### Task prompt
The answer must be an exact printing of every record below, with the pictures omitted.

• • • • • • •

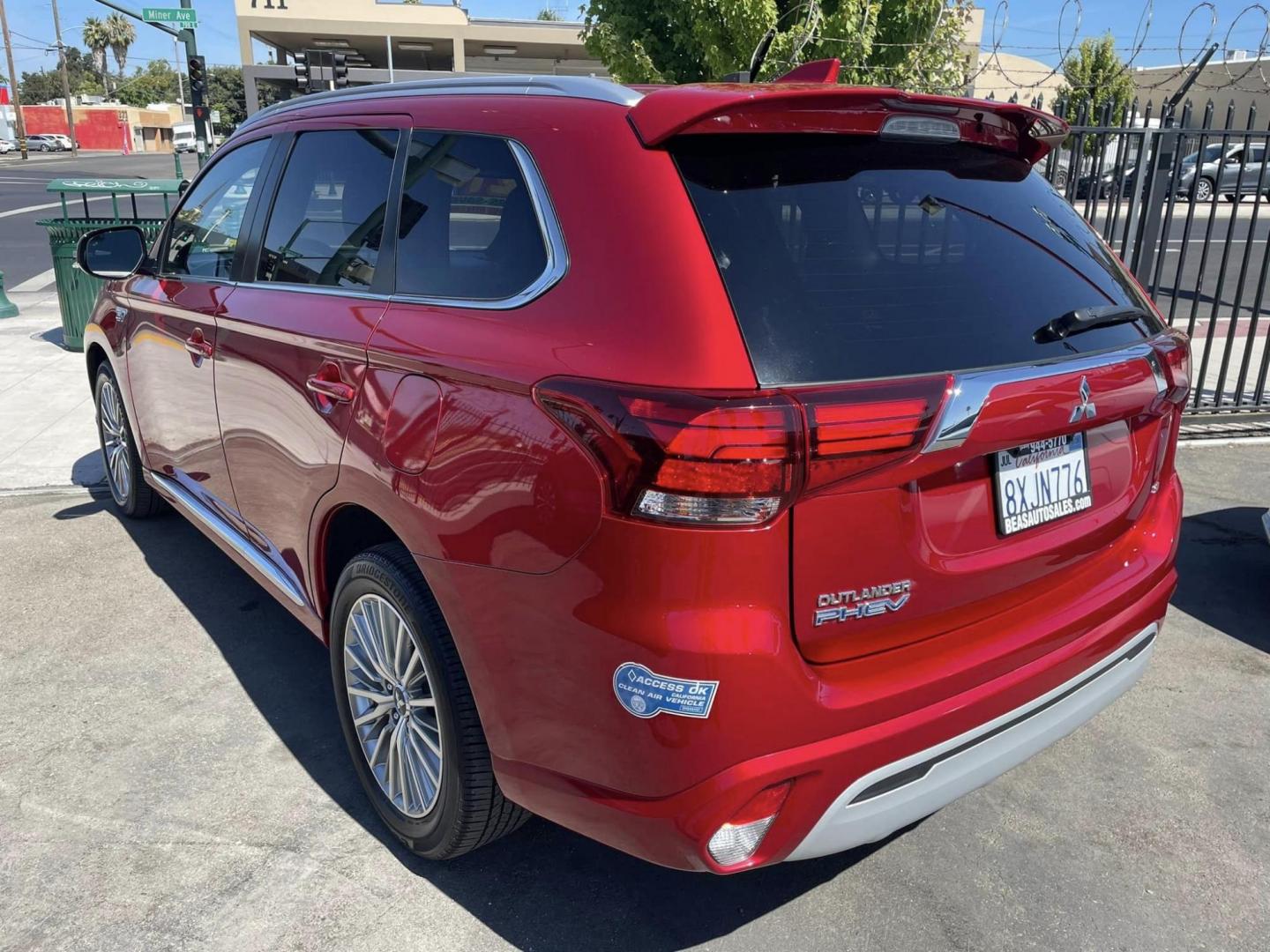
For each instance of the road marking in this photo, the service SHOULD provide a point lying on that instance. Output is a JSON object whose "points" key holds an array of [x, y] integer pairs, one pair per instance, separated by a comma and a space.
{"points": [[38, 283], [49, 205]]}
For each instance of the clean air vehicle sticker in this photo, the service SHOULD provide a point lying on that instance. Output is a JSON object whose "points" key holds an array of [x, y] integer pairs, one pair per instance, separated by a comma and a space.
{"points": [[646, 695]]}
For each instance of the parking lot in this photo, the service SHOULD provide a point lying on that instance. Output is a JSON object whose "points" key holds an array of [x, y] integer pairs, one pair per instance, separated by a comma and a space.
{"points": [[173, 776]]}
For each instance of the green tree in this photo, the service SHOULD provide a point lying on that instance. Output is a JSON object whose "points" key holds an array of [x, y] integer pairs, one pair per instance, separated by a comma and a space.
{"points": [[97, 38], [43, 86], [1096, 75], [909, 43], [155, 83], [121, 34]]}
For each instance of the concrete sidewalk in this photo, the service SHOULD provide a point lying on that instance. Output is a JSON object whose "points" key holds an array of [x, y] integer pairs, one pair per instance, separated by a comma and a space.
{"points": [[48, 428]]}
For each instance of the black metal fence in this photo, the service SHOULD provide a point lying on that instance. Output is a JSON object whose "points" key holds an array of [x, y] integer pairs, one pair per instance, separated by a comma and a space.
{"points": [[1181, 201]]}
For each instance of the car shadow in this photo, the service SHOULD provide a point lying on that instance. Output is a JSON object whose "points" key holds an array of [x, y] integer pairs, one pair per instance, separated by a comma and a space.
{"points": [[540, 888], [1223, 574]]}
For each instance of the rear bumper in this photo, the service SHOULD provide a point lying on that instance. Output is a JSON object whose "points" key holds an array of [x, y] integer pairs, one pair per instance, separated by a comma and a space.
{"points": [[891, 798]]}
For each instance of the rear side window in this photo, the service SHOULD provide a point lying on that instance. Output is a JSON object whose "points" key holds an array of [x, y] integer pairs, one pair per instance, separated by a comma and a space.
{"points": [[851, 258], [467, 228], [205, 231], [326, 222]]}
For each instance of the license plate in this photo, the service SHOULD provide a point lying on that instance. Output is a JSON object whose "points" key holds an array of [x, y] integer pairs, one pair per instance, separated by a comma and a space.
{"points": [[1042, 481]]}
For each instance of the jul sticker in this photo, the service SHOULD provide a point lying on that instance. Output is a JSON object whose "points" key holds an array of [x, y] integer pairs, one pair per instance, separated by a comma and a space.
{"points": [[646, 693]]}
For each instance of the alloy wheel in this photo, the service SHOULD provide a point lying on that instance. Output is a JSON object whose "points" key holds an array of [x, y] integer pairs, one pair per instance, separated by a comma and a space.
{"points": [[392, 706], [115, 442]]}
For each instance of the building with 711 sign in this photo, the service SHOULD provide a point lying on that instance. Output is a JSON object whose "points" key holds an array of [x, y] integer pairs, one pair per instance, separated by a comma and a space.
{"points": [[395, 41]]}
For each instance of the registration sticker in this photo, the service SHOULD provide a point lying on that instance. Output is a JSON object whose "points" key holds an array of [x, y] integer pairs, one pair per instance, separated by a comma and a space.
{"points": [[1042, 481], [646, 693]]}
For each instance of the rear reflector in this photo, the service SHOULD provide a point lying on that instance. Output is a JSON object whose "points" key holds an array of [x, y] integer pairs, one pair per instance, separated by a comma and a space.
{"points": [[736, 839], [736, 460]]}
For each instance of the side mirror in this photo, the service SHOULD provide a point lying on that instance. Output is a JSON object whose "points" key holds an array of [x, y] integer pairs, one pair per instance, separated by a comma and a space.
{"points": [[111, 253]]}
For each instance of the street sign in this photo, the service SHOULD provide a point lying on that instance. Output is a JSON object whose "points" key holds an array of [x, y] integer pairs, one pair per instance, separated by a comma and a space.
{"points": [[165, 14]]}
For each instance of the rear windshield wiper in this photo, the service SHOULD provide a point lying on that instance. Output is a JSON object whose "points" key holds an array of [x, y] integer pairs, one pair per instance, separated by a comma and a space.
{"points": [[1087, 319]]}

• • • • • • •

### Completed exercise
For each instance of the road marking in this photo, the service SHOULD provide a point lying on that instance. Output is a JSON object whose "points" key holds an array of [x, y] integer pairs, one pair per instance, separated by a comma and a space.
{"points": [[38, 283], [49, 205]]}
For each instance of the clean air vehicle sticker in this photo, the service SHOULD provide a point lying on that instance. Output is a JSON object whose "points" key holds an array of [x, y] integer pairs, one pair per instance, separated by a comma and a space.
{"points": [[646, 695]]}
For each instance of the parking lot in this photo, the service SHOULD provide a point lying on that instance. Output is a JSON object whose "points" key holds an array of [x, y] integer pairs, one pair per instance, separated by a comma and a space.
{"points": [[173, 776]]}
For each instance of the green tree in this photo, the service SHOULD provide a point lying on that instance. Output is a JSON object whose "points" key holds an array of [x, y] integer pairs, one pair per instance, separated by a comma and a space.
{"points": [[97, 38], [43, 86], [1096, 75], [909, 43], [155, 83], [121, 34]]}
For each instance of the concrete sidewalk in this photo, the service SHOULD provide a point lying on that instance. Output is a JSON object whose "points" key holds an array of [x, y] integer pairs, one pair per instance, separated by a comma and a space.
{"points": [[48, 428]]}
For each instance of the black metal fence in this photo, the service SHOULD provide a point lying on that instance. Output is a JSON object whose "points" key holds an array of [x, y] integer pairs, one pair per instance, separated by a comma and a space.
{"points": [[1181, 201]]}
For each instance of the car shadow in this photo, the service SHOULD provide a point lying on that instance. Output is a JSON object whose "points" key holds an array of [x, y] integer pairs, one pair per instance, separated by a comma and a space.
{"points": [[540, 888], [1223, 574]]}
For each instance of the rear bumper in this photo, the service SHOULD provide a point lying on that instance. Output is a JSON object whose "points" key holds an array of [x, y] integer pairs, one pair per instance, separated by a comma and a space.
{"points": [[891, 798]]}
For each instance of the rear side window in this photo, the service SHOULD provide a point lying on that instance. Output is a JSON object whose "points" key holds an array of [x, y] integer pairs, one pair per instance, separated by a comma and a space.
{"points": [[851, 258], [467, 228], [205, 231], [326, 222]]}
For each instance of the license plate in this photo, the service SHOULD provide a point lying on that instance. Output is a JSON object whose "points" key holds an array of [x, y] integer pairs, one pair per instance, separated by a comma and a space.
{"points": [[1042, 481]]}
For each instance of the jul sticker in this photo, the service SHOULD provide a point lying on that instance. Output is a JSON object whose "points" key holds an array of [x, y] integer pairs, one pair per instance, separated by a comma and a space.
{"points": [[646, 693]]}
For each instance of the alloy wheel in this photo, the service SHOULD provide a point lying on that instance. Output is a JSON object whose "points" key holds an array of [x, y] integer pairs, one pair per instance, separated by a comma and a space.
{"points": [[392, 706], [115, 442]]}
For each instance of the building with 711 sign in this photo, the service SHOULD provide a point lying on that instance. Output is a JSON object whose "points" key holds an array of [x, y] integer pairs, one pair per instance, separated by a comma and a space.
{"points": [[395, 41]]}
For each instance of the registration sticker in this photo, the service SHOULD provide a point lying on that instance. Output is a JSON object whose "points" key holds an array of [x, y] integer pairs, one pair per instance, separated by a comma and a space.
{"points": [[1042, 481], [646, 693]]}
For each instance of the rear reflector in this photo, the service SHOULD provide a point lying on that instance. Output is a JSON object whose "points" key holds an array of [x, y] integer pairs, one pair per instance, separated by a comma and a space.
{"points": [[736, 839], [736, 460]]}
For each instance of the side mirror in this photo, the service SHOULD provide a point lying on that instance. Output is a JSON object whose "points" key holds an array of [x, y] integer pairs, one pair per instance, separated by a comma and a space.
{"points": [[111, 253]]}
For each instance of the street sign in this photo, the service SHOULD provide a point lying on that instance. Output is a JSON object whose "points" key holds an array of [x, y] integer pairs, one pair per instance, separated by a comma and a space.
{"points": [[165, 14]]}
For each instance of the rear windshield wiper in this photo, the service SHOULD provide a point lying on that instance. Output is a JSON object whose "points" key holds an array of [x, y] integer pairs, one pair per instance, separated by a comma and a space.
{"points": [[1087, 319]]}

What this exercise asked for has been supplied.